* _EXERCISE REQUIREMENTS_:
- A) Write out the passage on the 2014–15 Oregon State men's basketball season word for word, starting at "- Head coach: Wayne" and ending at "time, but declined.".
- B) Summarize the passage on the 2014–15 Oregon State men's basketball season in two sentences.

- Conference: Pac-12 Conference
- Record: 17–14 (8–10 Pac-12)
- Head coach: Wayne Tinkle (1st season);
- Assistant coaches: Kerry Rupp; Gregg Gottlieb; Stephen Thompson;
- Home arena: Gill Coliseum

= 2014–15 Oregon State Beavers men's basketball team =

American college basketball season

The 2014–15 Oregon State Beavers men's basketball team represented Oregon State University in the 2014–15 NCAA Division I men's basketball season. Led by first-year head coach Wayne Tinkle, the Beavers played their home games at Gill Coliseum in Corvallis, Oregon as members of the Pac-12 Conference. The Beavers went 17–14, 8–10 in Pac-12 play to finish 7th in the conference standings, and lost to Colorado in the first round of the Pac-12 tournament. Oregon St. was invited to play in the College Basketball Invitational for the 5th time, but declined.

== Previous season ==
The 2013–14 Oregon State Beavers finished the season with an overall record of 16–16, and 8–10 in the Pac-12. In the 2014 Pac-12 tournament, the team was defeated by Oregon, 88–74 in the first round. The Beavers were defeated by Radford, 96–92 in the first round of the 2014 College Basketball Invitational.

* _ENTRIES_:
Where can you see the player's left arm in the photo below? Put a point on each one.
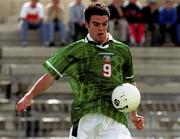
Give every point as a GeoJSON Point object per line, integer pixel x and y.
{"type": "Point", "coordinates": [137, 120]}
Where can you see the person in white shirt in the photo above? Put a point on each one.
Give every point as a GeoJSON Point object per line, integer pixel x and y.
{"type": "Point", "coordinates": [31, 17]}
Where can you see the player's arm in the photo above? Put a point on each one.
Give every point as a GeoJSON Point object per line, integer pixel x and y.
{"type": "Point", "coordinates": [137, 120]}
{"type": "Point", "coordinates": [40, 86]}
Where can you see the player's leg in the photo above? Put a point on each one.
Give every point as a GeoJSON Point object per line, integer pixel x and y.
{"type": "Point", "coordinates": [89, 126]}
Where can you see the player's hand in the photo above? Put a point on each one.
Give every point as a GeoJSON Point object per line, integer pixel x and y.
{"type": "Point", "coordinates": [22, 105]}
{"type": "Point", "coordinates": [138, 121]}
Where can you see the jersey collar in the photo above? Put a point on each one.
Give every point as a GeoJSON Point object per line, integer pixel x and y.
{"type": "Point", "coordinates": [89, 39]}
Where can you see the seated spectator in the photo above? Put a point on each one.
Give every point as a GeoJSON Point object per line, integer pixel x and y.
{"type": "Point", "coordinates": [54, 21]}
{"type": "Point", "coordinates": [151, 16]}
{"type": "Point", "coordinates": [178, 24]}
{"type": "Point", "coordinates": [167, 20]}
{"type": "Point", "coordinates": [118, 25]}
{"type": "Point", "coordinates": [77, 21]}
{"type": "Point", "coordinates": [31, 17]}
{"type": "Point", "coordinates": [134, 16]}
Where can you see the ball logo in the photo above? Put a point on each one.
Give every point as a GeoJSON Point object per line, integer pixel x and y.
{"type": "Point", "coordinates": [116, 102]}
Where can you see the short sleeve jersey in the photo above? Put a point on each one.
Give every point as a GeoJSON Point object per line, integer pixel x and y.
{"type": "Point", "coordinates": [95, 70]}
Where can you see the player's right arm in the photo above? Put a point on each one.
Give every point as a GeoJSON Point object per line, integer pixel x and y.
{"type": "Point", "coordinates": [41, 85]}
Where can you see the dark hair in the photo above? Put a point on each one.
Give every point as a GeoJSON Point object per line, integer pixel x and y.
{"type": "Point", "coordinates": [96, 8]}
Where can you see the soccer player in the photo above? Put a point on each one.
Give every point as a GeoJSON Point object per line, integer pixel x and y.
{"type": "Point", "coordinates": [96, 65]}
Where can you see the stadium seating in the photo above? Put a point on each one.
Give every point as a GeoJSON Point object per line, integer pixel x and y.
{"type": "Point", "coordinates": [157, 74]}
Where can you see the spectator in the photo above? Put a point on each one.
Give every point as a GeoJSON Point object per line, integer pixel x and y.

...

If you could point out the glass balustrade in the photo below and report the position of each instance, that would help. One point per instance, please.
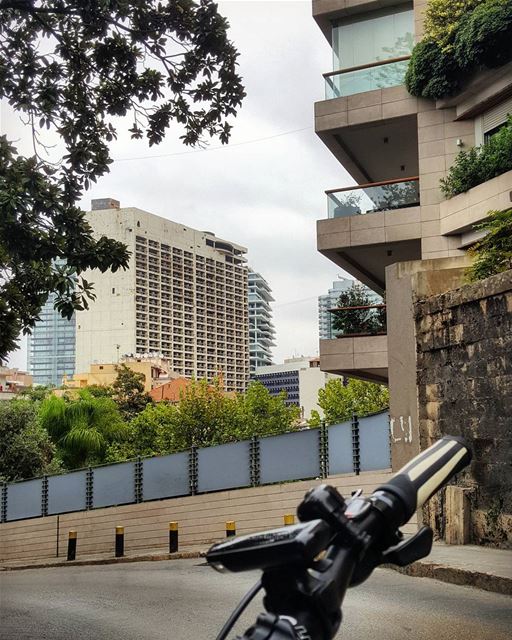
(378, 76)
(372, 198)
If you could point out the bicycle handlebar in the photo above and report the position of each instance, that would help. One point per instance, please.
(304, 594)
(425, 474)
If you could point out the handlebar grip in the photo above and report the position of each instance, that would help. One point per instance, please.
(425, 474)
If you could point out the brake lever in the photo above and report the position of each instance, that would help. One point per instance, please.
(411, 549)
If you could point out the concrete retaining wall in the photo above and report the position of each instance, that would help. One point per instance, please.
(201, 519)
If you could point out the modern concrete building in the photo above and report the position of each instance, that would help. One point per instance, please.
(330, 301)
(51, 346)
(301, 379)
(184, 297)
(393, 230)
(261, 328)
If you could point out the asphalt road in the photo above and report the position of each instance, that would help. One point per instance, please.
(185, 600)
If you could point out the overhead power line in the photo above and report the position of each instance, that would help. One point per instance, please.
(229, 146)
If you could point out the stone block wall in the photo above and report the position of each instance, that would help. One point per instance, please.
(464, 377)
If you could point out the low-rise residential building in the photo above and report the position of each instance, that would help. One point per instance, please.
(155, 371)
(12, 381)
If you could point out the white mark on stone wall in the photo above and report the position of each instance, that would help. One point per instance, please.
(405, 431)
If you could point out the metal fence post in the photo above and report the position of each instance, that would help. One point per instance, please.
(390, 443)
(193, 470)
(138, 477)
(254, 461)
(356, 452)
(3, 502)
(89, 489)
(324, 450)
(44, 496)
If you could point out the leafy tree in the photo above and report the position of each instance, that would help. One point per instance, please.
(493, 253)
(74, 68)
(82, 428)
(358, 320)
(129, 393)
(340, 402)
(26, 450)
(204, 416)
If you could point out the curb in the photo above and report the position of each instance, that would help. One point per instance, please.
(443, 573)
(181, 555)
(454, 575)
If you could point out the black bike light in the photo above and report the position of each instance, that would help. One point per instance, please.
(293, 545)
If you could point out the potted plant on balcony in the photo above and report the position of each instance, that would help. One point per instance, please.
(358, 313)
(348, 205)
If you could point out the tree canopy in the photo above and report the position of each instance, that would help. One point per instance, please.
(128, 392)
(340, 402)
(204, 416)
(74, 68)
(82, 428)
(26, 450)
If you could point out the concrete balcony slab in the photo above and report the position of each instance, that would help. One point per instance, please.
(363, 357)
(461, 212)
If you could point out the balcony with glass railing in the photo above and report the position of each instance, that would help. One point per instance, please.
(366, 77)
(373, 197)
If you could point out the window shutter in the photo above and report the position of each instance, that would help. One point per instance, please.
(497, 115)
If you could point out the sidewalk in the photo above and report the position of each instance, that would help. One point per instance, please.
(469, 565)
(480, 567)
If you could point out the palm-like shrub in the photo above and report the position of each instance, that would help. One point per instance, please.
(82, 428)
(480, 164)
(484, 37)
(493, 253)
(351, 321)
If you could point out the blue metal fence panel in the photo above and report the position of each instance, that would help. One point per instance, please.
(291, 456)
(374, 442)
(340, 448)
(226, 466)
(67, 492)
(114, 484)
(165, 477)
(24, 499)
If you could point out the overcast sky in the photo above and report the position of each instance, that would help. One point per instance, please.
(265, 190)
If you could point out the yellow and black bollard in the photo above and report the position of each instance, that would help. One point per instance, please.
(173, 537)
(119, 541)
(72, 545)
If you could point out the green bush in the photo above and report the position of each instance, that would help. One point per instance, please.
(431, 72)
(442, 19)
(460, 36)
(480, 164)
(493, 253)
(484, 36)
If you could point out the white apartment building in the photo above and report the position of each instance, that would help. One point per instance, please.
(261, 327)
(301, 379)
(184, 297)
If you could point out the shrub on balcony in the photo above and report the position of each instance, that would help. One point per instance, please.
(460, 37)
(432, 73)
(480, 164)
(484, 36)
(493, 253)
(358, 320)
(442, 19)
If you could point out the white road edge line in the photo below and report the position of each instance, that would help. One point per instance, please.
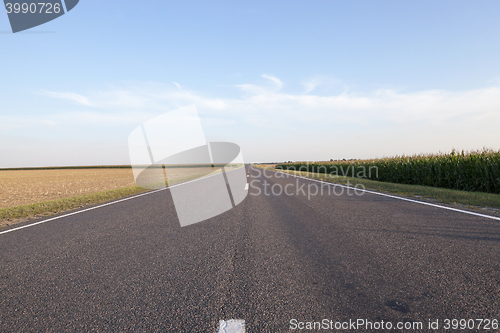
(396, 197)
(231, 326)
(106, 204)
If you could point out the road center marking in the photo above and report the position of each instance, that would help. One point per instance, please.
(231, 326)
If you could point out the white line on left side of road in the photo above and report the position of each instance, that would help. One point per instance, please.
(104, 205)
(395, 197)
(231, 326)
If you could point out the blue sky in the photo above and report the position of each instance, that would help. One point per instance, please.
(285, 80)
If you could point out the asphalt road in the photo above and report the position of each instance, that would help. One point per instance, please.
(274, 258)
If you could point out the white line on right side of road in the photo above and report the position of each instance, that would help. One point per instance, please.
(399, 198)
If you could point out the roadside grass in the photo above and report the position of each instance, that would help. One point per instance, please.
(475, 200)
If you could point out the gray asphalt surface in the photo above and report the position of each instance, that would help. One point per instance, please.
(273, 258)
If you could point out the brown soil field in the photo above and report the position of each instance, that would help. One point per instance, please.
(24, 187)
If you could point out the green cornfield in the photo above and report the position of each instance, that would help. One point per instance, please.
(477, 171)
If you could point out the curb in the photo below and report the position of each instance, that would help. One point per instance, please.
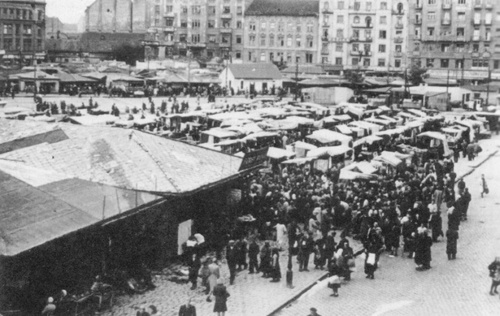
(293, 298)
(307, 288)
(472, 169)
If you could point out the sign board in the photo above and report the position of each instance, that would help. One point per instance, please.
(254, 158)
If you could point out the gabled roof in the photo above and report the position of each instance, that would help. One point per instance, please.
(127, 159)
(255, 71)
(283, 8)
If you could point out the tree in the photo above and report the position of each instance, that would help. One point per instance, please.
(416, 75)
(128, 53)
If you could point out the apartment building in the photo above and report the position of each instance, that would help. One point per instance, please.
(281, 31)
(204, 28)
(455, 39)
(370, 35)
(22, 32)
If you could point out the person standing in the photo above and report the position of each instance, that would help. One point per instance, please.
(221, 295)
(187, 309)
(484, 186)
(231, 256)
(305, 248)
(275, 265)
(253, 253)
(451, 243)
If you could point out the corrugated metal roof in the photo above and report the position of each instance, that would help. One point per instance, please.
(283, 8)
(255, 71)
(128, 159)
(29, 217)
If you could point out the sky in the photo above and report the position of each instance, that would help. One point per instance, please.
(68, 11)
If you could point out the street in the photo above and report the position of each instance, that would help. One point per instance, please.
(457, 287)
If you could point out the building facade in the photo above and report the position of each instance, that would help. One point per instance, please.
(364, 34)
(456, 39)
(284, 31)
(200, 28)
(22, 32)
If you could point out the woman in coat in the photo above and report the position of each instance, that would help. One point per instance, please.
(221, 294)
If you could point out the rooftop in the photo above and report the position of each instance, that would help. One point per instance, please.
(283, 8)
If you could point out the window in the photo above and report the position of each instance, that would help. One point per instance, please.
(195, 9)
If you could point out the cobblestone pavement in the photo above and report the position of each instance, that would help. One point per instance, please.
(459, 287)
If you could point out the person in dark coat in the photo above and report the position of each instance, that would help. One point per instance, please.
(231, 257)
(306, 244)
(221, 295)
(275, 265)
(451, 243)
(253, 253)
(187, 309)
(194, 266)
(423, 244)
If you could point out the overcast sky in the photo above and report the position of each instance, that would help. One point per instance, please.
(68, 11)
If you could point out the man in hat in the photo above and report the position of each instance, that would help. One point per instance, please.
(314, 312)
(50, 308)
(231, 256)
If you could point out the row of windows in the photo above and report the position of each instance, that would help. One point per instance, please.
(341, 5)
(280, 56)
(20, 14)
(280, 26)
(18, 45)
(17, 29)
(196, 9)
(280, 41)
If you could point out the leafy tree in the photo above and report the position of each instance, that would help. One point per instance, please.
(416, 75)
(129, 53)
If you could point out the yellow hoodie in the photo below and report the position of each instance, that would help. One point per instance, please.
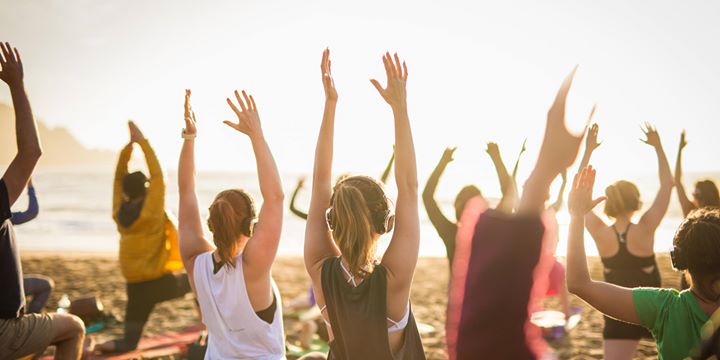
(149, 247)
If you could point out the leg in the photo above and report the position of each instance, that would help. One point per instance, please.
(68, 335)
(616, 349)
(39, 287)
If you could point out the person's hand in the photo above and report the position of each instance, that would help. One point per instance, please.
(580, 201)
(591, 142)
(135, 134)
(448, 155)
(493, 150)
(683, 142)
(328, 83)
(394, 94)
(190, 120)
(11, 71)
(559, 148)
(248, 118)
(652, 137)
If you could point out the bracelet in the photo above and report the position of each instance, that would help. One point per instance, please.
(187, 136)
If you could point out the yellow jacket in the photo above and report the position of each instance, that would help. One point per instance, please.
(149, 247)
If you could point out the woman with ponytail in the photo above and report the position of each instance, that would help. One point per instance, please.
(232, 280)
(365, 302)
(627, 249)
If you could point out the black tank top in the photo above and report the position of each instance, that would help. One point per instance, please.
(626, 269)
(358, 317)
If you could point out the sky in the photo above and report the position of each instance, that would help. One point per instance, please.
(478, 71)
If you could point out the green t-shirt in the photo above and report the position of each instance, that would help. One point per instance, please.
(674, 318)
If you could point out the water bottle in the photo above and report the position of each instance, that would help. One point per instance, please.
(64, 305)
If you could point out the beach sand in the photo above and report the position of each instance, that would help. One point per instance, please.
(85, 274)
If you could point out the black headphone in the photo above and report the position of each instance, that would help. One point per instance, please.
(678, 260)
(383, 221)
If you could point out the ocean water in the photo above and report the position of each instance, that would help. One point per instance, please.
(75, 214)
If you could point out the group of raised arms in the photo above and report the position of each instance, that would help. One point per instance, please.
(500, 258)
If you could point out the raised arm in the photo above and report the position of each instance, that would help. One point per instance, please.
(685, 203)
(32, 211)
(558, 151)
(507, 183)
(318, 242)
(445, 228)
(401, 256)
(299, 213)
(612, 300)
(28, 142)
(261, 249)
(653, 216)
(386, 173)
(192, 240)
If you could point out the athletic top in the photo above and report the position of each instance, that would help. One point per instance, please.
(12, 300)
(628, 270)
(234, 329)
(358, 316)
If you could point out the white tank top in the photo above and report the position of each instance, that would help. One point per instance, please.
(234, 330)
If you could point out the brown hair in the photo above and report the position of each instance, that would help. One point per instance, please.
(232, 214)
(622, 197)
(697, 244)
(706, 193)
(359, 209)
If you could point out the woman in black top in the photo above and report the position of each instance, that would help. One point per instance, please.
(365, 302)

* _FULL SOLUTIONS_:
- A)
- Head coach: Wayne Tinkle (1st season);
- Assistant coaches: Kerry Rupp; Gregg Gottlieb; Stephen Thompson;
- Home arena: Gill Coliseum

= 2014–15 Oregon State Beavers men's basketball team =

American college basketball season

The 2014–15 Oregon State Beavers men's basketball team represented Oregon State University in the 2014–15 NCAA Division I men's basketball season. Led by first-year head coach Wayne Tinkle, the Beavers played their home games at Gill Coliseum in Corvallis, Oregon as members of the Pac-12 Conference. The Beavers went 17–14, 8–10 in Pac-12 play to finish 7th in the conference standings, and lost to Colorado in the first round of the Pac-12 tournament. Oregon St. was invited to play in the College Basketball Invitational for the 5th time, but declined.

- B) Under first-year head coach Wayne Tinkle, the 2014–15 Oregon State Beavers played their home games at Gill Coliseum in Corvallis, Oregon, as members of the Pac-12 Conference, going 17–14 overall and 8–10 in conference play to finish 7th. They lost to Colorado in the first round of the Pac-12 tournament and declined an invitation to the College Basketball Invitational.